[WORK INSTRUCTIONS]: Write out the material below exactly, beginning at the line that contains "Where can the cow's white face" and ending with its last line, both ends included; write nothing else.
-------- MATERIALS PROVIDED
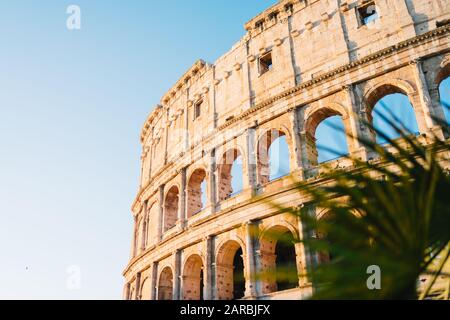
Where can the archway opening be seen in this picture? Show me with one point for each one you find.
(331, 139)
(278, 260)
(165, 286)
(146, 289)
(193, 279)
(444, 95)
(171, 208)
(273, 156)
(230, 175)
(238, 275)
(196, 192)
(230, 280)
(390, 104)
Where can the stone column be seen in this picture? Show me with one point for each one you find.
(208, 269)
(246, 69)
(302, 254)
(308, 155)
(161, 213)
(424, 120)
(126, 291)
(251, 166)
(353, 124)
(144, 227)
(134, 241)
(212, 182)
(249, 260)
(182, 209)
(177, 287)
(297, 164)
(138, 286)
(154, 284)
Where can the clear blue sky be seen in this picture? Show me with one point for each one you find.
(72, 104)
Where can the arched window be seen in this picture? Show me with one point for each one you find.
(193, 278)
(171, 208)
(331, 139)
(145, 289)
(230, 272)
(273, 156)
(395, 108)
(230, 174)
(444, 94)
(144, 232)
(196, 192)
(238, 275)
(165, 285)
(278, 259)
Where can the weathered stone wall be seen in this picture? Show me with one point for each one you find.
(325, 62)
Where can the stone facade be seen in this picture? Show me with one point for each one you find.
(300, 62)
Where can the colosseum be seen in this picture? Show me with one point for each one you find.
(199, 233)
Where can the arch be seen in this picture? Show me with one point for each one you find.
(384, 88)
(171, 204)
(196, 192)
(146, 289)
(230, 172)
(322, 135)
(278, 258)
(165, 284)
(397, 108)
(273, 163)
(314, 116)
(380, 97)
(193, 278)
(230, 271)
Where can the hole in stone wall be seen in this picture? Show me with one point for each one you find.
(238, 276)
(171, 208)
(196, 192)
(265, 63)
(367, 13)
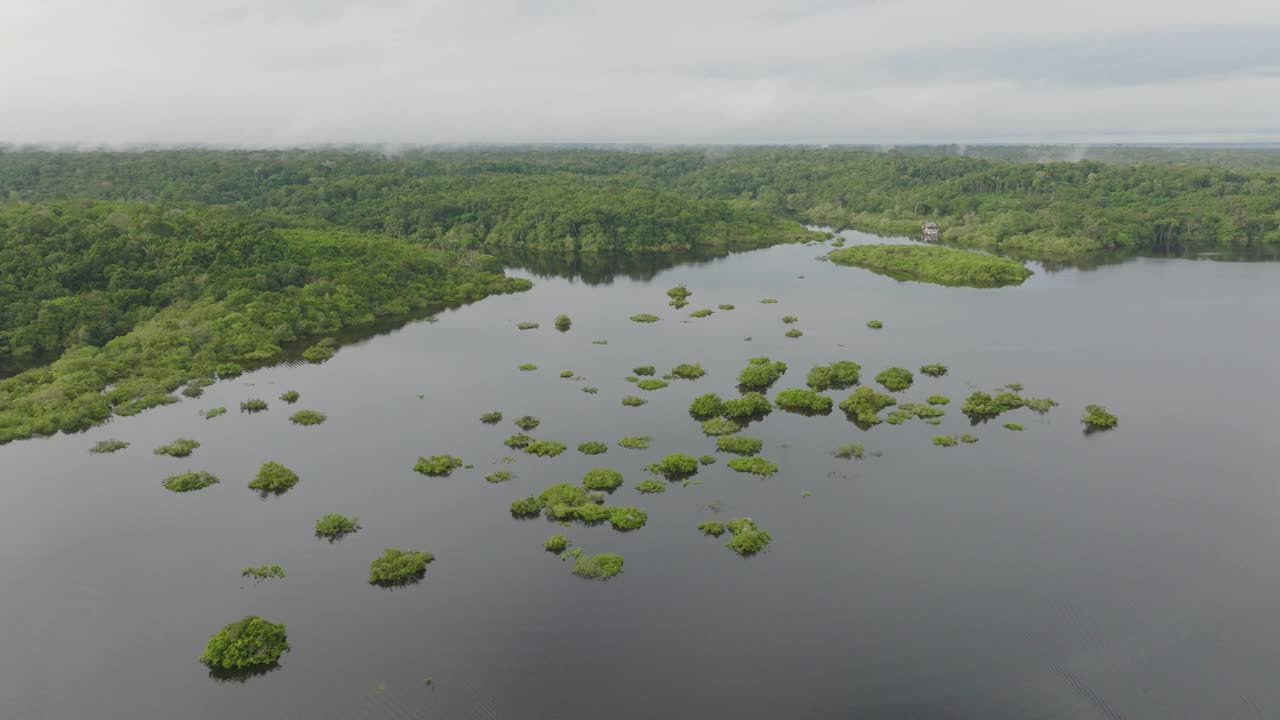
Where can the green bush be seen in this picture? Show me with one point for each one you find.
(246, 645)
(273, 478)
(438, 465)
(179, 447)
(895, 378)
(334, 527)
(108, 446)
(396, 566)
(188, 482)
(739, 445)
(753, 465)
(602, 478)
(799, 400)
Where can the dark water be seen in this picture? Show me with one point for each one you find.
(1033, 575)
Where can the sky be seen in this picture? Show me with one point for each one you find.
(416, 72)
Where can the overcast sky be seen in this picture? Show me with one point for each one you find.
(288, 72)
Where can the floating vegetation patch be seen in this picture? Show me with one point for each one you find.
(254, 405)
(438, 465)
(1098, 418)
(334, 527)
(839, 376)
(753, 465)
(603, 479)
(935, 370)
(307, 418)
(396, 566)
(246, 645)
(106, 446)
(803, 401)
(895, 378)
(190, 482)
(650, 486)
(739, 445)
(760, 373)
(273, 478)
(720, 427)
(179, 447)
(544, 447)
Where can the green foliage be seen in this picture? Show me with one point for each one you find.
(108, 446)
(720, 427)
(334, 527)
(935, 370)
(754, 465)
(602, 478)
(650, 486)
(895, 378)
(544, 447)
(603, 565)
(396, 566)
(739, 445)
(179, 447)
(807, 401)
(839, 376)
(273, 478)
(556, 543)
(190, 482)
(438, 465)
(675, 466)
(933, 264)
(246, 645)
(307, 418)
(254, 405)
(1097, 418)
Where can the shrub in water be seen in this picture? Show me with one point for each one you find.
(246, 645)
(398, 566)
(188, 482)
(179, 447)
(273, 478)
(438, 465)
(334, 527)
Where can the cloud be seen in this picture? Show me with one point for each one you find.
(286, 72)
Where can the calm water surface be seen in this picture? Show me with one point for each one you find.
(1041, 574)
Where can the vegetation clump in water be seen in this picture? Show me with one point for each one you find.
(396, 566)
(246, 645)
(1097, 418)
(805, 401)
(106, 446)
(334, 527)
(839, 376)
(179, 447)
(307, 418)
(438, 465)
(273, 478)
(895, 378)
(190, 482)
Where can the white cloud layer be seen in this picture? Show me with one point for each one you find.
(287, 72)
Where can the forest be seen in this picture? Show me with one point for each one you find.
(127, 276)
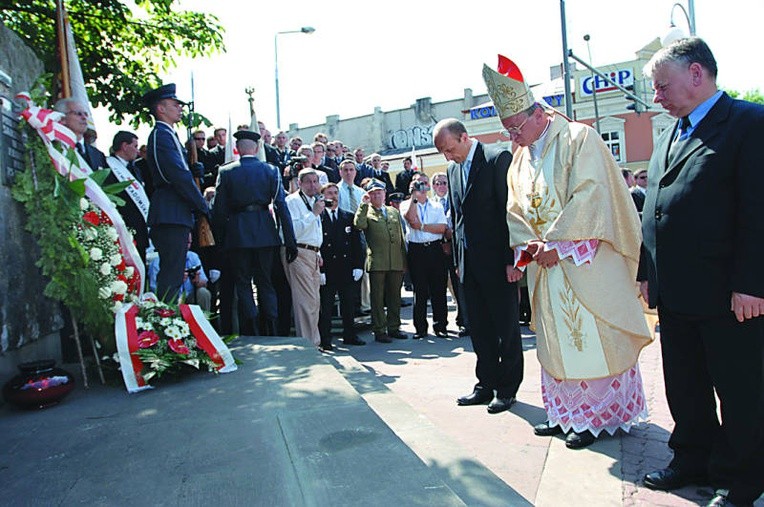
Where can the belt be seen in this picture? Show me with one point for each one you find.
(426, 243)
(252, 207)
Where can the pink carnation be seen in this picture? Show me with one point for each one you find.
(178, 347)
(147, 339)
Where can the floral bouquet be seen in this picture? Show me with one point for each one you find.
(155, 338)
(100, 241)
(165, 341)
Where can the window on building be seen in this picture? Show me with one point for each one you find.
(613, 142)
(611, 130)
(661, 122)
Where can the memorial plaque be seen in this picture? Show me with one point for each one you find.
(11, 148)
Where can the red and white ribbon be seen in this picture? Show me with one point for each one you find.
(126, 333)
(46, 123)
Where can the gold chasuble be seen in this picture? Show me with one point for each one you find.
(589, 321)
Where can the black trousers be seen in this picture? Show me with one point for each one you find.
(254, 264)
(283, 299)
(347, 292)
(495, 331)
(171, 243)
(427, 266)
(716, 354)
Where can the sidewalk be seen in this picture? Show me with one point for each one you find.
(371, 425)
(430, 374)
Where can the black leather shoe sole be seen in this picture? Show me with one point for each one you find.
(545, 430)
(475, 398)
(499, 405)
(579, 440)
(669, 479)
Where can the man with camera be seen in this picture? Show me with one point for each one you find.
(305, 207)
(426, 224)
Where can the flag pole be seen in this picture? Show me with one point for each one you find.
(63, 53)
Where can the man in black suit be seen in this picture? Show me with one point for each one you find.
(176, 199)
(76, 118)
(701, 266)
(241, 216)
(342, 268)
(124, 151)
(478, 196)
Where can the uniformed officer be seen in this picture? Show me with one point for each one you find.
(249, 233)
(342, 268)
(176, 198)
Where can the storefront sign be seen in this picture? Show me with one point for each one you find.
(624, 77)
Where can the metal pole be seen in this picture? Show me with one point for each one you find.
(691, 17)
(276, 54)
(610, 81)
(565, 63)
(594, 89)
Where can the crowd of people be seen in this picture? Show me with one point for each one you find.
(308, 225)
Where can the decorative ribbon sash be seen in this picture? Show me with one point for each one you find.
(131, 365)
(135, 190)
(46, 123)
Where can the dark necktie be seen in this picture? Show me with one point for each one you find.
(680, 136)
(134, 171)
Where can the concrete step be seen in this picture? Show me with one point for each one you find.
(285, 429)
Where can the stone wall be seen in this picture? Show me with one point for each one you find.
(29, 322)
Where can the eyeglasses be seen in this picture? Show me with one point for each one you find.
(515, 131)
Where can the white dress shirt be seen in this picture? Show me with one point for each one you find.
(430, 212)
(307, 226)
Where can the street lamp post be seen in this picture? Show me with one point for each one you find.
(565, 63)
(594, 88)
(674, 33)
(304, 29)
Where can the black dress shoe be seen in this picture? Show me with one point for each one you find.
(477, 397)
(721, 499)
(545, 429)
(500, 404)
(579, 440)
(669, 478)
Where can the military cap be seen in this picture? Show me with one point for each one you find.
(246, 134)
(167, 91)
(375, 184)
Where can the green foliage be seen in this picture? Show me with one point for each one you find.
(121, 51)
(754, 96)
(53, 213)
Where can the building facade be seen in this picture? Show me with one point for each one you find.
(629, 134)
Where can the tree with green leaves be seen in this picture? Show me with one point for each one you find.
(121, 47)
(754, 96)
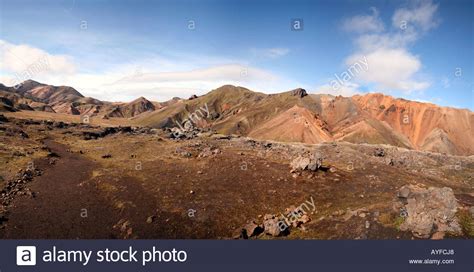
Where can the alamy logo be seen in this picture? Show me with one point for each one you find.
(25, 255)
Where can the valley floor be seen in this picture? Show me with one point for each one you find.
(141, 184)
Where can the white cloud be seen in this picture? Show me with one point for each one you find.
(446, 82)
(20, 58)
(420, 15)
(156, 77)
(364, 23)
(390, 69)
(348, 89)
(391, 65)
(270, 53)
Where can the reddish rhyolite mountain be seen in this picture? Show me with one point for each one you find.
(293, 116)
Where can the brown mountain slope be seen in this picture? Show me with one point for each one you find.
(134, 108)
(371, 118)
(289, 116)
(294, 125)
(65, 99)
(427, 126)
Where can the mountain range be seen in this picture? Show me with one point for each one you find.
(293, 116)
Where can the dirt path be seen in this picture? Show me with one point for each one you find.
(62, 199)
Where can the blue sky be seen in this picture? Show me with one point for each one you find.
(118, 50)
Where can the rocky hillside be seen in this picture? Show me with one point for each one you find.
(296, 116)
(293, 116)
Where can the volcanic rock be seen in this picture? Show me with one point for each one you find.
(429, 210)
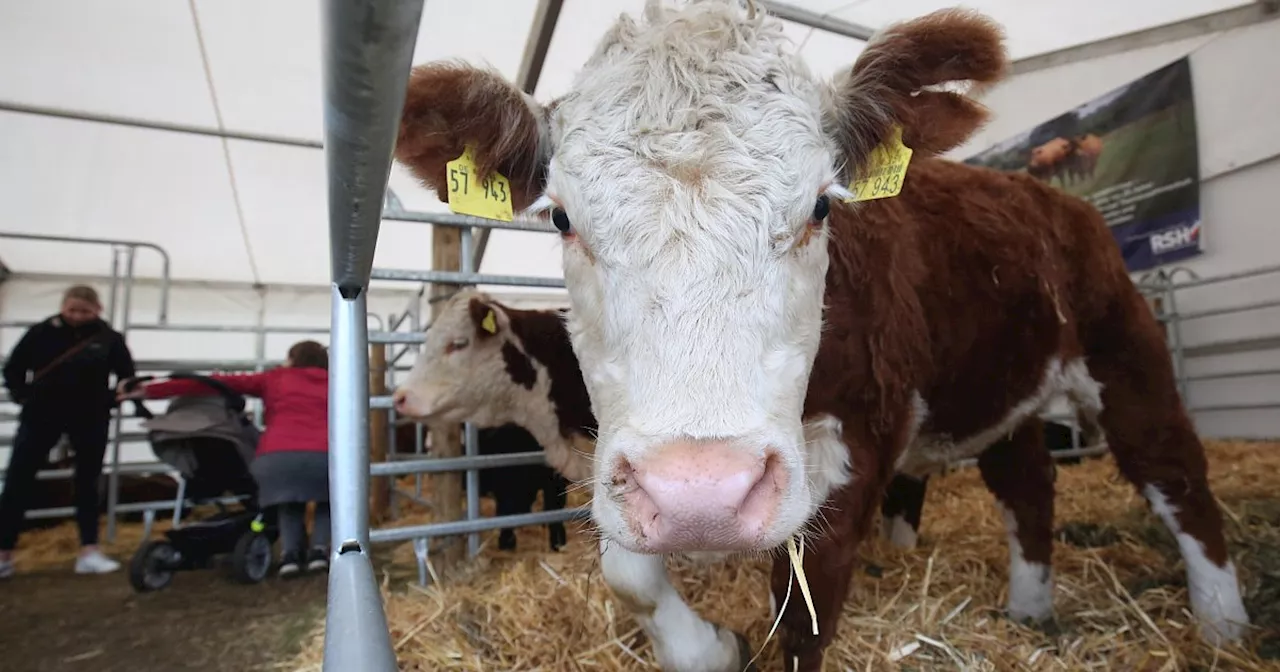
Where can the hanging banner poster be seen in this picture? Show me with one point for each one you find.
(1132, 152)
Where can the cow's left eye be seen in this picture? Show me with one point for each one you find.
(822, 209)
(561, 220)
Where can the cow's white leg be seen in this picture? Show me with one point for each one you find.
(682, 640)
(1019, 471)
(1031, 584)
(1214, 589)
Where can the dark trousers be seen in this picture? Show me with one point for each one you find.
(31, 446)
(292, 519)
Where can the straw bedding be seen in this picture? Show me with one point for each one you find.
(1120, 592)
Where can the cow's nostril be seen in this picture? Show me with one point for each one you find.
(624, 475)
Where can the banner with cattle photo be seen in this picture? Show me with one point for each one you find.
(1132, 152)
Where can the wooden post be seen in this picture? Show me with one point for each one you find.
(447, 439)
(380, 488)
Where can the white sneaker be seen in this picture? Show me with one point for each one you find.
(95, 562)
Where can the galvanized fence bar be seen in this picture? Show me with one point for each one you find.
(131, 245)
(464, 222)
(452, 277)
(113, 479)
(460, 528)
(444, 465)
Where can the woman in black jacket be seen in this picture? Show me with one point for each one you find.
(58, 373)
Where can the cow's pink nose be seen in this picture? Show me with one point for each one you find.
(702, 496)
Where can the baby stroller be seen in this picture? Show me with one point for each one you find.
(210, 440)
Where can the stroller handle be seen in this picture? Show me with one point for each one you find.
(140, 410)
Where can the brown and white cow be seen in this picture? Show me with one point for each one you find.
(723, 292)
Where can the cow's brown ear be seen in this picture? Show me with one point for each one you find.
(895, 82)
(487, 318)
(449, 105)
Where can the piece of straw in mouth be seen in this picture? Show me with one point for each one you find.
(796, 574)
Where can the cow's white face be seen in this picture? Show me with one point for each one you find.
(690, 160)
(690, 169)
(462, 373)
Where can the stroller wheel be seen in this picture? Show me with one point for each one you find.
(151, 566)
(251, 561)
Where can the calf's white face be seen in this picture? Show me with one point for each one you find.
(689, 164)
(462, 373)
(690, 170)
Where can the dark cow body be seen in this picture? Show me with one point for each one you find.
(513, 489)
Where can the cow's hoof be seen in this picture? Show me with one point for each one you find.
(745, 653)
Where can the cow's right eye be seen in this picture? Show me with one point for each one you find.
(561, 220)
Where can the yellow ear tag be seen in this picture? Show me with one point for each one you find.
(489, 199)
(885, 170)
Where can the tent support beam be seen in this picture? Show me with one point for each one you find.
(1258, 12)
(366, 53)
(813, 19)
----------------
[RESPONSE TO THE EXERCISE]:
Where can the cow's white face be seen in this picture? Show me with one point for each one you find.
(690, 160)
(690, 169)
(462, 373)
Where can the stroller wheel be seen in this picture? Show me with one point for each one you find.
(151, 566)
(251, 561)
Where can the calf's white face be seen in this picture? Show me with one point for each one you find.
(689, 164)
(462, 373)
(690, 170)
Where can the dark cow body be seen in this picture? Show me with one point for each one you find.
(513, 489)
Where can the cow's hoof be seen in this picture? Show me with one point for each one you find.
(745, 653)
Where can the cow's right eye be seen in this picture? Show me with one point for each one you find.
(561, 220)
Where can the yellow ear tag be seen in this picture? Show me with one point for each one you find.
(489, 199)
(885, 170)
Where can the tent support beam be seen in this picture? Show me with one point for each one you find.
(1258, 12)
(366, 53)
(813, 19)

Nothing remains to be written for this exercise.